OBJECTIVE ▸
How many lines in the data below contain the string "bird"? Reply with the number only.
━━━━━━
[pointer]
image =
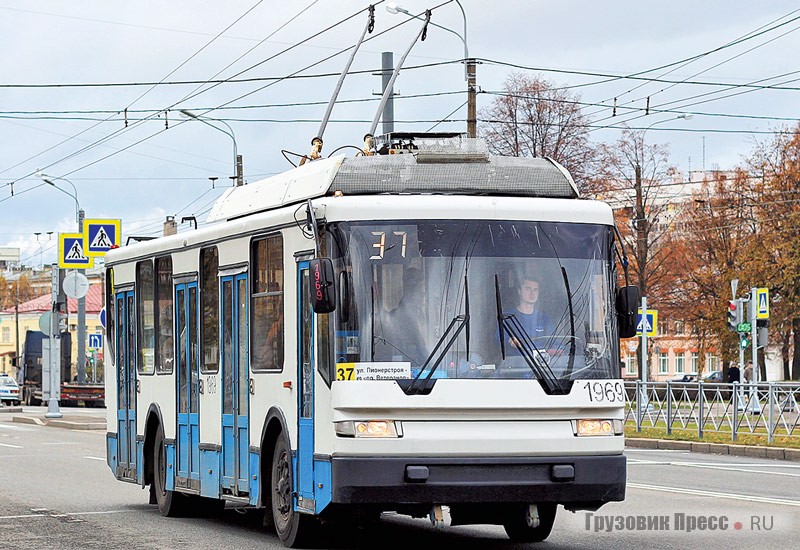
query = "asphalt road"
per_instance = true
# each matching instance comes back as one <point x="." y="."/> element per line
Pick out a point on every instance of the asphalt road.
<point x="57" y="492"/>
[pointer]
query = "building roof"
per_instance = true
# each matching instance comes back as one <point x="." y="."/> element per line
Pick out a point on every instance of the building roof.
<point x="94" y="303"/>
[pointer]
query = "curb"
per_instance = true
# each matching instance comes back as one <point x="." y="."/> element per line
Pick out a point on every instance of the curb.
<point x="777" y="453"/>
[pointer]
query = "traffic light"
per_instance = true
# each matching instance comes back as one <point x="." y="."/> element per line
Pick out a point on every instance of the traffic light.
<point x="734" y="314"/>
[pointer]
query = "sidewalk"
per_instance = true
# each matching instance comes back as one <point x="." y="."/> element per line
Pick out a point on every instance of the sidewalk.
<point x="778" y="453"/>
<point x="68" y="421"/>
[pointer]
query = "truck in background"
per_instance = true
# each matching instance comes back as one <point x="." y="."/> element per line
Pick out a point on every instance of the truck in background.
<point x="30" y="380"/>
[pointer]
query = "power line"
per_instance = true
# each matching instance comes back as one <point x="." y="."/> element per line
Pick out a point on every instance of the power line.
<point x="114" y="134"/>
<point x="632" y="77"/>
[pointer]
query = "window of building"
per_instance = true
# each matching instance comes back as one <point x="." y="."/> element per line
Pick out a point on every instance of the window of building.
<point x="266" y="341"/>
<point x="144" y="306"/>
<point x="165" y="356"/>
<point x="680" y="366"/>
<point x="209" y="297"/>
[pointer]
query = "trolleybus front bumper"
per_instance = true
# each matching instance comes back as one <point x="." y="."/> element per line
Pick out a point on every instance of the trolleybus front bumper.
<point x="575" y="481"/>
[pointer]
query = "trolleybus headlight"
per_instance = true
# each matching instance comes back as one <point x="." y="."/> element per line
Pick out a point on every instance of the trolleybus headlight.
<point x="369" y="428"/>
<point x="590" y="427"/>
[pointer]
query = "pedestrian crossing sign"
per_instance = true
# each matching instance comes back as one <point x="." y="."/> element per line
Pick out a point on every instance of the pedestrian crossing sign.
<point x="762" y="303"/>
<point x="101" y="236"/>
<point x="72" y="252"/>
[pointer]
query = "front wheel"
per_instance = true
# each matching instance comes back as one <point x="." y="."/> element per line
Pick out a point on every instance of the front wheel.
<point x="294" y="529"/>
<point x="518" y="529"/>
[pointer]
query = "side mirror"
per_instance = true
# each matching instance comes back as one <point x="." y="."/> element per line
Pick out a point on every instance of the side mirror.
<point x="323" y="285"/>
<point x="627" y="310"/>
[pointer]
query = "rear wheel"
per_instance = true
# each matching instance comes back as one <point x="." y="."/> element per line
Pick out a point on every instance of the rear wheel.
<point x="170" y="503"/>
<point x="294" y="529"/>
<point x="517" y="527"/>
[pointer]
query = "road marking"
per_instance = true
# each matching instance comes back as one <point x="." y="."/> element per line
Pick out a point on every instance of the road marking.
<point x="13" y="428"/>
<point x="715" y="494"/>
<point x="731" y="467"/>
<point x="43" y="513"/>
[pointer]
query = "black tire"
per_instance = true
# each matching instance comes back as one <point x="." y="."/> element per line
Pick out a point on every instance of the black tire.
<point x="294" y="529"/>
<point x="170" y="503"/>
<point x="517" y="527"/>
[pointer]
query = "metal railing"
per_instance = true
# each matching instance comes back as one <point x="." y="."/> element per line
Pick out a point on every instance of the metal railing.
<point x="771" y="409"/>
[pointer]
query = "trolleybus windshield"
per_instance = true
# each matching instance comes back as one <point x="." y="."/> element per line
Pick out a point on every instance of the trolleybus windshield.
<point x="401" y="283"/>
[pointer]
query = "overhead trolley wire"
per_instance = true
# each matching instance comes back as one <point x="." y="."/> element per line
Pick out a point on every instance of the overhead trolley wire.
<point x="110" y="136"/>
<point x="97" y="142"/>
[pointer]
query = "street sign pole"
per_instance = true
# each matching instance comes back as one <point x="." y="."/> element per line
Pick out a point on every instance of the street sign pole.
<point x="755" y="406"/>
<point x="55" y="353"/>
<point x="644" y="400"/>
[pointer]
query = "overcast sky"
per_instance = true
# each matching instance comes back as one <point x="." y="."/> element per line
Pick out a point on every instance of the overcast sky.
<point x="160" y="165"/>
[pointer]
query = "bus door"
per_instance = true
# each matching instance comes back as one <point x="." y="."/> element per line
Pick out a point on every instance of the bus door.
<point x="305" y="376"/>
<point x="126" y="385"/>
<point x="235" y="385"/>
<point x="188" y="368"/>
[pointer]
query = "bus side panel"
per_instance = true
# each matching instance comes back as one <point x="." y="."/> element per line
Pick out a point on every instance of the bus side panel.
<point x="255" y="475"/>
<point x="323" y="479"/>
<point x="171" y="466"/>
<point x="209" y="472"/>
<point x="139" y="458"/>
<point x="111" y="451"/>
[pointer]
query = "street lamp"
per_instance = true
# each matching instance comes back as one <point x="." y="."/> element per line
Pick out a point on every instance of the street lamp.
<point x="52" y="407"/>
<point x="237" y="159"/>
<point x="683" y="116"/>
<point x="78" y="212"/>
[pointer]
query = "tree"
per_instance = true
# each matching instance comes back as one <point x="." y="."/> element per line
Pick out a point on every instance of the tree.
<point x="532" y="118"/>
<point x="629" y="176"/>
<point x="715" y="232"/>
<point x="775" y="258"/>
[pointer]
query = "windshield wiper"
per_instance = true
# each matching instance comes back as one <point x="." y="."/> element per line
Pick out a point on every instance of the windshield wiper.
<point x="509" y="324"/>
<point x="571" y="362"/>
<point x="457" y="324"/>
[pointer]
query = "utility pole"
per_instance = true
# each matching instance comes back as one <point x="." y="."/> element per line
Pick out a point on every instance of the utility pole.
<point x="81" y="319"/>
<point x="16" y="325"/>
<point x="640" y="224"/>
<point x="472" y="94"/>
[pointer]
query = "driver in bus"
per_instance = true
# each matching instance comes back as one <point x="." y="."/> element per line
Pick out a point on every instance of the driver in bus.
<point x="530" y="315"/>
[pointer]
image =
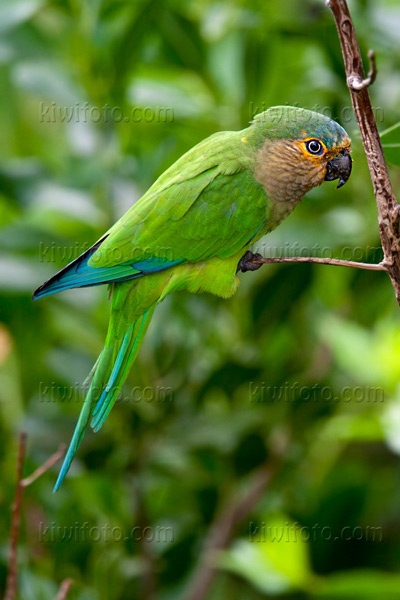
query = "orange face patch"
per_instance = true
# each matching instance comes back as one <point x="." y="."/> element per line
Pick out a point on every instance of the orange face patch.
<point x="325" y="153"/>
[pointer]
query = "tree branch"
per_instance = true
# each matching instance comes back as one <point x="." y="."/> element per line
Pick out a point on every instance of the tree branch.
<point x="388" y="208"/>
<point x="222" y="530"/>
<point x="64" y="589"/>
<point x="12" y="576"/>
<point x="323" y="261"/>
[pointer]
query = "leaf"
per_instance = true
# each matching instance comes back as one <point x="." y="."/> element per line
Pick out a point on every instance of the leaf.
<point x="274" y="559"/>
<point x="14" y="13"/>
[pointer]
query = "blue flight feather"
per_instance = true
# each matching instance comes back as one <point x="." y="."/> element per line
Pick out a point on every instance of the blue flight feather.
<point x="114" y="372"/>
<point x="108" y="401"/>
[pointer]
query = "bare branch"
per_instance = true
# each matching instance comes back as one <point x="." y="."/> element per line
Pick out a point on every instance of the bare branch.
<point x="357" y="84"/>
<point x="222" y="530"/>
<point x="12" y="576"/>
<point x="336" y="262"/>
<point x="45" y="466"/>
<point x="388" y="208"/>
<point x="64" y="589"/>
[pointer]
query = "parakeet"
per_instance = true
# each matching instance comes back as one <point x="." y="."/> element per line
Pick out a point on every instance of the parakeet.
<point x="191" y="231"/>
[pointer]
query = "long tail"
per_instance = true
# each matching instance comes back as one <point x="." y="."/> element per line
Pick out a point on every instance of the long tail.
<point x="109" y="373"/>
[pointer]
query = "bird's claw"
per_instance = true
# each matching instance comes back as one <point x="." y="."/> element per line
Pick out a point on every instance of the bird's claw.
<point x="248" y="262"/>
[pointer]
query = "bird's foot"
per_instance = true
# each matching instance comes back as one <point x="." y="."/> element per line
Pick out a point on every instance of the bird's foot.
<point x="248" y="262"/>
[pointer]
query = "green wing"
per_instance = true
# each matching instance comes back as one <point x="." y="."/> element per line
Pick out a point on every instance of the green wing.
<point x="207" y="204"/>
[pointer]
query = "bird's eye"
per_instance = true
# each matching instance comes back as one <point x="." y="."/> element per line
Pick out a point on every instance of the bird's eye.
<point x="314" y="147"/>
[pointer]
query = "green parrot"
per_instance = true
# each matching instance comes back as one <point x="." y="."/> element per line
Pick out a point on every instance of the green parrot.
<point x="191" y="231"/>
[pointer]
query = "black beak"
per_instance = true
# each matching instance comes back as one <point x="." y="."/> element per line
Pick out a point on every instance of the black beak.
<point x="339" y="168"/>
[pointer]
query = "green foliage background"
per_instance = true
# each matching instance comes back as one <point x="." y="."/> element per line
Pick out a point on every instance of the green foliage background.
<point x="305" y="353"/>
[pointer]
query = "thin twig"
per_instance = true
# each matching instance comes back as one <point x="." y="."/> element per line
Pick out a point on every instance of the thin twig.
<point x="12" y="577"/>
<point x="388" y="208"/>
<point x="64" y="589"/>
<point x="45" y="466"/>
<point x="222" y="530"/>
<point x="323" y="261"/>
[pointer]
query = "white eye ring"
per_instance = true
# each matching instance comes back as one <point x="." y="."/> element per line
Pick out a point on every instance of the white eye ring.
<point x="314" y="147"/>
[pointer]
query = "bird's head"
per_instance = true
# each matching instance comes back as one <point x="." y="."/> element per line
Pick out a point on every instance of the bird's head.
<point x="299" y="150"/>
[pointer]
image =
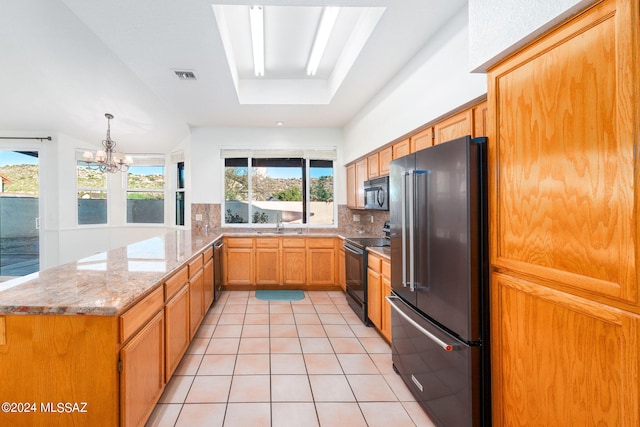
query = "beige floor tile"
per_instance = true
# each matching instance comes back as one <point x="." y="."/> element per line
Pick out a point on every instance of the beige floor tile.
<point x="283" y="331"/>
<point x="209" y="414"/>
<point x="385" y="414"/>
<point x="290" y="388"/>
<point x="217" y="364"/>
<point x="177" y="389"/>
<point x="371" y="388"/>
<point x="254" y="345"/>
<point x="256" y="319"/>
<point x="250" y="388"/>
<point x="287" y="364"/>
<point x="339" y="331"/>
<point x="164" y="415"/>
<point x="248" y="414"/>
<point x="322" y="364"/>
<point x="331" y="388"/>
<point x="296" y="414"/>
<point x="309" y="331"/>
<point x="285" y="345"/>
<point x="357" y="364"/>
<point x="346" y="345"/>
<point x="340" y="415"/>
<point x="209" y="389"/>
<point x="189" y="364"/>
<point x="255" y="331"/>
<point x="252" y="364"/>
<point x="316" y="345"/>
<point x="223" y="346"/>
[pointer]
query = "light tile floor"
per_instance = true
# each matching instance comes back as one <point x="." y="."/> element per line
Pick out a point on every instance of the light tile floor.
<point x="303" y="363"/>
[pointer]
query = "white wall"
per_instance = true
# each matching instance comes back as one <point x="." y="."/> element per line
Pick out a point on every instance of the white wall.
<point x="434" y="82"/>
<point x="207" y="167"/>
<point x="498" y="28"/>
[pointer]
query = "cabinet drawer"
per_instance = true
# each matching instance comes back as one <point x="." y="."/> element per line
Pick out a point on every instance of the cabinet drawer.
<point x="268" y="242"/>
<point x="138" y="315"/>
<point x="239" y="242"/>
<point x="175" y="282"/>
<point x="374" y="263"/>
<point x="386" y="269"/>
<point x="194" y="265"/>
<point x="293" y="242"/>
<point x="321" y="242"/>
<point x="208" y="254"/>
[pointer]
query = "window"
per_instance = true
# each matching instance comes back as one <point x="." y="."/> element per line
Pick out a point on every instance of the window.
<point x="145" y="191"/>
<point x="92" y="194"/>
<point x="271" y="190"/>
<point x="180" y="194"/>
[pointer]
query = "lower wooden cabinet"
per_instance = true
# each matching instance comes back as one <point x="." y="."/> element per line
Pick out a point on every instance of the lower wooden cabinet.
<point x="177" y="331"/>
<point x="142" y="376"/>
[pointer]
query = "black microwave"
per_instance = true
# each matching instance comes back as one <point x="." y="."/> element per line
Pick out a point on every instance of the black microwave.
<point x="376" y="194"/>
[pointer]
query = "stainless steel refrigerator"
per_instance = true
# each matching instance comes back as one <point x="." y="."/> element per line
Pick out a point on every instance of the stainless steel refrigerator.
<point x="440" y="285"/>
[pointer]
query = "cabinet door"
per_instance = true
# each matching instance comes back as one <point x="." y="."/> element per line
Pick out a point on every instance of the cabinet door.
<point x="374" y="293"/>
<point x="373" y="167"/>
<point x="294" y="266"/>
<point x="142" y="376"/>
<point x="239" y="266"/>
<point x="361" y="177"/>
<point x="422" y="140"/>
<point x="267" y="266"/>
<point x="458" y="125"/>
<point x="208" y="284"/>
<point x="177" y="332"/>
<point x="561" y="360"/>
<point x="351" y="186"/>
<point x="384" y="157"/>
<point x="401" y="148"/>
<point x="196" y="302"/>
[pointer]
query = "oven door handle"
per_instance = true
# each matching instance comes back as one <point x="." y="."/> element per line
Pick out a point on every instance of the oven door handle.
<point x="445" y="346"/>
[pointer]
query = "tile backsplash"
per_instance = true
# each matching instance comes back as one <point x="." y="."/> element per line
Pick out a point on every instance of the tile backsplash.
<point x="370" y="222"/>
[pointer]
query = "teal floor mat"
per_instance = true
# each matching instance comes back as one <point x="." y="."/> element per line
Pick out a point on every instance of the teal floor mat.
<point x="279" y="295"/>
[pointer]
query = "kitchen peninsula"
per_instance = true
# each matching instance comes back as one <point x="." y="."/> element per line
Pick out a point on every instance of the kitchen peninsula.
<point x="93" y="342"/>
━━━━━━
OUTPUT OF THE EXERCISE ▸
8